DOCUMENT EXCERPT:
-=-=-
Fact Checking the Fact Checkers

Posted on Monday, June 25, 2018 at 10:20 PM

A recent case study in fact checking gone wrong.

By William Dunkerley

The fact-checking failures of other publications can hurt us all. That connection may seem tenuous at first. So let me explain.

Professionally produced publications are in competition every day with various forms of free or nominally priced information online. I'm talking about blogs, advertiser- and other advocacy-produced content, and online publications that do not adhere to rigorous editorial standards. Some of this content is even more readily available than that produced by those of us who are professional editors. With the plethora of searchable online information, some observers even question the relevance of the kind of curated content that we provide.

So why should readers pick us?

One thing that makes us stand out is our reliability and focus on reader needs and interests. Fact checking is an important component of that. Our adherence to editorial standards allows readers to rely upon the content that we offer as being accurate and without hidden agenda. That gives us a leg up.

If we lose that advantage, we fail in our competition with the other online sources.

Unfortunately there have been a number of notable fact-checking failures:

--In 2011, when Congresswoman Gabrielle Giffords was shot during a public presentation, some outlets reported erroneously that she had been killed.

--In 2012, sports figure Manti Te'o played up the death of his girlfriend. This news was carried by many publications. But then it came out that the girlfriend never existed. Advertising Age magazine's publishing director, David S. Klein, called the fiasco "a massive failure of reporting." He was astonished that "not one editor at any of the major national sports-news outlets insisted on even the most basic fact checking."

--More recently, on May 29, 2018, there was widespread reporting on the murder in Ukraine of a dissident Russian journalist. According to the New York Times, "Arkady Babchenko, Russian Journalist, Shot and Killed in Kiev." Haaretz reported, "Babchenko was found shot in his home. He went into exile in 2017 after being warned that the government was angry with him."

There was only one problem here. Someone discovered on the same day this murder story broke that journalist Arkady Babchenko was actually alive and well.

The news of his murder was fake news disseminated by the Ukrainian government. When caught, it quickly tried to cover up its hoax. It came up with what sounds like a whopper of an explanation: They tried to tell us that the Babchenko hoax was all part of a plan to entrap some Russian hitman. Maybe it was, maybe it wasn't. Who knows. But those publications and broadcast outlets caught spreading the hoax now have put their credibility in question.
-=-=-
INFORMATION GIVEN:
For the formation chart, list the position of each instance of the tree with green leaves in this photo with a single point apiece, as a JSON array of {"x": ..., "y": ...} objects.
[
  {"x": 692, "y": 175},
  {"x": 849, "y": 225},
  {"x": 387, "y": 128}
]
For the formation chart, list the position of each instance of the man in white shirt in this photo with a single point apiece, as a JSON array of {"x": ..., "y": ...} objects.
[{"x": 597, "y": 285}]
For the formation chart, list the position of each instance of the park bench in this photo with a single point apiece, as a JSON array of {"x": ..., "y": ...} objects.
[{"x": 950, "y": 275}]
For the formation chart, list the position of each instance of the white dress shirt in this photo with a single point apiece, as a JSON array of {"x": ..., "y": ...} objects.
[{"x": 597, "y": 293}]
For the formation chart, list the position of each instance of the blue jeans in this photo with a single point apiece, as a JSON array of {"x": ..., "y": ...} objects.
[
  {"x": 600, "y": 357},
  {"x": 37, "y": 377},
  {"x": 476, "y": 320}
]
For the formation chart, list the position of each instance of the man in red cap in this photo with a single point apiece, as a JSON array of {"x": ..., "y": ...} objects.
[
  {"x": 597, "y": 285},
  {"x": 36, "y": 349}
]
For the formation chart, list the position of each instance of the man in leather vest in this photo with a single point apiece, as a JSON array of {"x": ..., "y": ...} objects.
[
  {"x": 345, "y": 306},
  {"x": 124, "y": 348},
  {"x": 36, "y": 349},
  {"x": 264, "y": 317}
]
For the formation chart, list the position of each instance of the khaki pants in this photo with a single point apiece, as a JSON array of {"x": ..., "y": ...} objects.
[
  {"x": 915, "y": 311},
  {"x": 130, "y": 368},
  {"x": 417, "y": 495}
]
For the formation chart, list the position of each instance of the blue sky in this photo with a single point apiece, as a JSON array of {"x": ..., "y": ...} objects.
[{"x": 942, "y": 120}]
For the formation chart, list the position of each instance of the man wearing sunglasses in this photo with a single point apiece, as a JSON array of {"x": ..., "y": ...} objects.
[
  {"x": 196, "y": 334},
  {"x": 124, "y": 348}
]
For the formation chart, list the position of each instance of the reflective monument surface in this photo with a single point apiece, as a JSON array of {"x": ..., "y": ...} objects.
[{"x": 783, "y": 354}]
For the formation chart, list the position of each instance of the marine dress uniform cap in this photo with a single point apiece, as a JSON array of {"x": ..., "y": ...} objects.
-=-=-
WHAT THIS EXERCISE ASKS:
a) In the fact-checking article, who called the Manti Te'o fiasco "a massive failure of reporting"?
b) Copy the fact-checking article from "Fact Checking the" up to and including "let me explain.".
c) Summarize the fact-checking article in two sentences.

SOLUTIONS TO EACH TASK:
a) David S. Klein, publishing director of Advertising Age magazine.

b)
Fact Checking the Fact Checkers

Posted on Monday, June 25, 2018 at 10:20 PM

A recent case study in fact checking gone wrong.

By William Dunkerley

The fact-checking failures of other publications can hurt us all. That connection may seem tenuous at first. So let me explain.

c) The article argues that other publications' fact-checking failures can hurt all professional editors, because reliability and adherence to editorial standards are what set curated content apart from free online information. It cites the mistaken 2011 reports that Gabrielle Giffords had been killed, the 2012 Manti Te'o story about a girlfriend who never existed, and the 2018 reports of Arkady Babchenko's murder, a hoax spread by the Ukrainian government that put the credibility of the outlets that repeated it in question.